La expulsión que más recuerdo fue en segundo medio. Nunca brillé en matemáticas, no eran mi fuerte ya que mi camino siempre, desde muy chica, iba por el lenguaje, la literatura, la música y las artes. Ese año, el profesor de matemáticas, Jorge Sandón, distribuyó la sala a su manera basándose en los resultados de la primera prueba. Como pueden imaginar los míos no eran de lo mejor así que me sentaron en la segunda fila al lado de una niña, Yesenia, que hoy estudia medicina en la USACH. Atrás mío estaba mi amiga brillante en matemáticas, Geraldine (con vergüenza confieso que me hacia los ejercicios en las pruebas, ahora terminó Derecho en la Chile) con mi amiga no brillante, Marjorie (Estudia Construcción en la PUC).
El asunto es que este profe siempre fue centro de burlas y de risas de parte de nosotras: era un gordo (bien gordo) con pechugas, que usaba un pachulí que se olía desde la escalera, caminaba con un balanceo de lado a lado (seguro que por el peso), hablaba todo en un tono parejo y de ultratumba. No era un profe pesado, pero yo me aterraba cuando tenía sus clases y escribía cuatro ecuaciones en la pizarra, llamaba a las alumnas según la fecha y la lista (lo que era positivo para mi porque era la número 44 de la lista) y fúnebremente decía: “Qué es lo que tiene, como lo desarrolla y a qué es lo que llega”. Los minutos previos, mientras llamaba, eran terribles para mí, no lo miraba, rogaba para que no saliera mi número y siempre agradecía que el calendario llegara sólo hasta el 30 o 31.
================================
OBJETIVO DEL EJERCICIO
Enumera todas las personas que el relato sobre la clase de matemáticas menciona por su nombre propio.
================================
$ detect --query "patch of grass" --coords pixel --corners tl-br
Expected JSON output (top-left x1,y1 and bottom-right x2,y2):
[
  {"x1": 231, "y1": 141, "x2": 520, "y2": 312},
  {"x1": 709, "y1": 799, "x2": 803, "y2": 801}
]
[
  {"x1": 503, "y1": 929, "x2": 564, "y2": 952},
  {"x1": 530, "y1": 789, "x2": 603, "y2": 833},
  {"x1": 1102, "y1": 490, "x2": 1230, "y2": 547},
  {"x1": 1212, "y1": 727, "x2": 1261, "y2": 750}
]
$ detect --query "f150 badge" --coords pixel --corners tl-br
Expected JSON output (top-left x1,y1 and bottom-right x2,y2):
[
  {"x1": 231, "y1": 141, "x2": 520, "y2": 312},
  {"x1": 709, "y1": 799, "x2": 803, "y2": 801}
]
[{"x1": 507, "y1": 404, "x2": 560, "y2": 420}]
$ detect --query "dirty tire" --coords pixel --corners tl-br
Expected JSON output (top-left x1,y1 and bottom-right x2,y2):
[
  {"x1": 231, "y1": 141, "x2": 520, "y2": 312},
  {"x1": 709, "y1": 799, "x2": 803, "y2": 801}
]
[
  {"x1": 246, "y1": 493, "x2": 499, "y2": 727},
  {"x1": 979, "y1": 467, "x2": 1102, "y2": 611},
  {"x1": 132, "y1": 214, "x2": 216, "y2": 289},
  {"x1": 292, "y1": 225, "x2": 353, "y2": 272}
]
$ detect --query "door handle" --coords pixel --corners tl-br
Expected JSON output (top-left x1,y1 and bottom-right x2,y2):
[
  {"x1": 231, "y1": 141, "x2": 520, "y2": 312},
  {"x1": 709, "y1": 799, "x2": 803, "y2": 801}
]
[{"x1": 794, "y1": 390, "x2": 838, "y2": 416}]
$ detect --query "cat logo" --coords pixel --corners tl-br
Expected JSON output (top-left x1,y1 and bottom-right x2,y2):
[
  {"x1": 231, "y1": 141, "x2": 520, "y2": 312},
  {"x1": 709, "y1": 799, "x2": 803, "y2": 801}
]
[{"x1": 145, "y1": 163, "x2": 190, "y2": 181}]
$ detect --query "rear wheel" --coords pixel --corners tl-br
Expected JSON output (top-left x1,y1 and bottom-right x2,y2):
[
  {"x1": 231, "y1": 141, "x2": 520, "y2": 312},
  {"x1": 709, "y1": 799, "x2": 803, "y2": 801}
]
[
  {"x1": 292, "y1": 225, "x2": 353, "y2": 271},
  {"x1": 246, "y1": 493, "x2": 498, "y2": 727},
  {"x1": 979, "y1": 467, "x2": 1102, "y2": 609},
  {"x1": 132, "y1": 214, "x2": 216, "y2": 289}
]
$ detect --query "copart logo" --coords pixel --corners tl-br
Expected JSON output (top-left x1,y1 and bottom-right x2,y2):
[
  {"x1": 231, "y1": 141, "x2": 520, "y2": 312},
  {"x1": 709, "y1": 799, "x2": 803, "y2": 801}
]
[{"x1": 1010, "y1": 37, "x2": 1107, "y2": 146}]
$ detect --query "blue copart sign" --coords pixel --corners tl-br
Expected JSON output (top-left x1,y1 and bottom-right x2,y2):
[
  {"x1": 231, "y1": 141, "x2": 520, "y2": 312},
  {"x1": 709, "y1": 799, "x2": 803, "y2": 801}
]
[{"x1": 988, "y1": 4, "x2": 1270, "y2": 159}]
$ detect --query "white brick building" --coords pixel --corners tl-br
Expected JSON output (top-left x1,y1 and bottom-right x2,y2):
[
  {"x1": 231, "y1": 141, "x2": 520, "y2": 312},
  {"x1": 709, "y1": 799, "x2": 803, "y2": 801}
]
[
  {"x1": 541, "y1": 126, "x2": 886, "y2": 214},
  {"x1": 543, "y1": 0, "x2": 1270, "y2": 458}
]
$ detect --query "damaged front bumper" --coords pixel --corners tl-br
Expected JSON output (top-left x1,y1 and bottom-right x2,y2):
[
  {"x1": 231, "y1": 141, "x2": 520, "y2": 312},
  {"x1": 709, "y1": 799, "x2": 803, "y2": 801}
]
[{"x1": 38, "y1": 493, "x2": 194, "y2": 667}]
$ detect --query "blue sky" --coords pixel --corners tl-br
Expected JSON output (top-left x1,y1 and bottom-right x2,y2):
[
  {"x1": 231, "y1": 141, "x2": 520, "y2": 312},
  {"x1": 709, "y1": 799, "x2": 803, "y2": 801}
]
================================
RESULTADO DE LA TAREA
Jorge Sandón, Yesenia, Geraldine y Marjorie.